◆ Texte fourni
<<<<

Tu me dis : Une véritable démocratie directe est possible par internet.
Ma réponse : Je ne le pense pas. Mes multiples tentatives de discussions par voie virtuelle se sont sans exception soldées par des échecs. Que ce soit au sein d’un groupe d’une cinquantaine de participants ou de quelques uns, et la même chose à deux.
On mesure ainsi combien il est indispensable, si l’on veut s’entendre, de se voir et de se connaître. Alors débattre par écrans interposés entre quelques millions d’individus, c’est à mon avis le déraillement assuré.
Une démocratie véritable serait-elle impraticable dans un pays comme le nôtre ? Dans l’état de régression où nous nous trouvons actuellement, je le pense. Il faudrait pour la réussir que chaque citoyen ait un minimum de culture historique et de conscience politique, ce que lui refusent à la fois les grands médias et système d’éducation, attachés les uns et les autres à formater les cerveaux, donc à mettre sur pied un apartheid intellectuel et culturel : d’un côté les esclaves (ou béta -), de plus en plus nombreux et privés de savoir, de l’autre les alpha +, de plus en plus éduqués et riches.

>>>>

◆ Consignes de travail
[A] Dans le texte sur la démocratie directe, remplacez "échecs" par "revers" et réécrivez le passage situé entre "Tu me dis : Une" et "le déraillement assuré.", inclus.
[B] D'après le texte sur la démocratie directe, que les grands médias et le système d'éducation refusent-ils à chaque citoyen ?
[C] Prolongez le texte sur la démocratie directe au-delà de sa dernière phrase.

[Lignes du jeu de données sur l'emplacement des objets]
<<<<

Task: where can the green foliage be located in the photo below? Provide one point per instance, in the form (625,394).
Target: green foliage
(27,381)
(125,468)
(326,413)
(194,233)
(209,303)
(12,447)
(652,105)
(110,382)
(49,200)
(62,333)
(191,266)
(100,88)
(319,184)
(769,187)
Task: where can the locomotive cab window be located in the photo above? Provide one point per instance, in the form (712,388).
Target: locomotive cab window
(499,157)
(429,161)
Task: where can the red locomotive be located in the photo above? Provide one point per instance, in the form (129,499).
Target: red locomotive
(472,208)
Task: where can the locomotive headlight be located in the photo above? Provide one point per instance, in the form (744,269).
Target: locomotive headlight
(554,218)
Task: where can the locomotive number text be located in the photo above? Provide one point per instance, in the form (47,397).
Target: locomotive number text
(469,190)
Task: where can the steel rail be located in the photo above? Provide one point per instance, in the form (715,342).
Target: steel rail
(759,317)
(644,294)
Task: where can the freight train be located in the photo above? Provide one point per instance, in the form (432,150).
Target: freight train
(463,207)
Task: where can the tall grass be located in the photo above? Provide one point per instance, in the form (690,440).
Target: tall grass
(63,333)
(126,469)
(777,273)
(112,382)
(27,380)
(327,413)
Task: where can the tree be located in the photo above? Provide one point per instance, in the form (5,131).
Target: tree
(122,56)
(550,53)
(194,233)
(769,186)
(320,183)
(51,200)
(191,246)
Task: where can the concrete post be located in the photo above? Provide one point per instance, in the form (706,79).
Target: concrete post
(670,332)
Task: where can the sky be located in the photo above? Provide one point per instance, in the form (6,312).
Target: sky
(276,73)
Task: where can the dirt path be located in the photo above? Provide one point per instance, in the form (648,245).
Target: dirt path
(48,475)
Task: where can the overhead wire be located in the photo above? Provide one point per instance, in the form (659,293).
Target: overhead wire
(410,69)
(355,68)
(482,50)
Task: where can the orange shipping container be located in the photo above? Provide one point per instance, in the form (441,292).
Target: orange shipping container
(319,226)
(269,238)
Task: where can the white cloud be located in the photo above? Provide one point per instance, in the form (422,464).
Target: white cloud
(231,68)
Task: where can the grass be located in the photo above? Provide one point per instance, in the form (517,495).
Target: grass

>>>>

◆ Réponses par consigne
[A]
Tu me dis : Une véritable démocratie directe est possible par internet.
Ma réponse : Je ne le pense pas. Mes multiples tentatives de discussions par voie virtuelle se sont sans exception soldées par des revers. Que ce soit au sein d’un groupe d’une cinquantaine de participants ou de quelques uns, et la même chose à deux.
On mesure ainsi combien il est indispensable, si l’on veut s’entendre, de se voir et de se connaître. Alors débattre par écrans interposés entre quelques millions d’individus, c’est à mon avis le déraillement assuré.

[B] Un minimum de culture historique et de conscience politique.

[C]
C’est la raison pour laquelle nous ne pourrons nous en tirer qu’en mettant à notre tête une assemblée de sages ayant de l’avenir de l’humanité une vision commune, autrement dit de gens ayant à cœur de faire passer, tant au niveau intérieur qu’au niveau international, le développement général avant celui de l’égoïsme et de la fortune de quelques uns. Ayant donc à cœur de s’atteler, loin de de la “loi naturelle“ qui veut que le plus fort écrase le faible (il s’agit là de barbarie prédatrice et non de civilisation), à la création d’une civilisation du partage. Laquelle civilisation nous est offerte déjà par l’automatisation des processus de fabrication, par l’informatique et par l’internet, nouveaux outils de l’humanité.
C’est là la conclusion à laquelle je suis arrivé lors de la rédaction d’un de mes derniers bouquins, Capitalisme, la chute et ensuite — cf. mon site : http://ouvragesmichelcornillon.jimdo.com/
Pour en revenir à cette assemblée chargée de nous tirer du bourbier en lequel nous nous enfonçons malgré nous, elle s’occuperait d’une part des relations et des échanges avec les autres nations, d’autre part des grands problèmes tels que la santé, l’éducation, l’énergie, les équilibres terrestres, le partage des richesses, etc. — cela sous la surveillance éclairée du peuple, qui pourrait la dissoudre en cas de dérapage.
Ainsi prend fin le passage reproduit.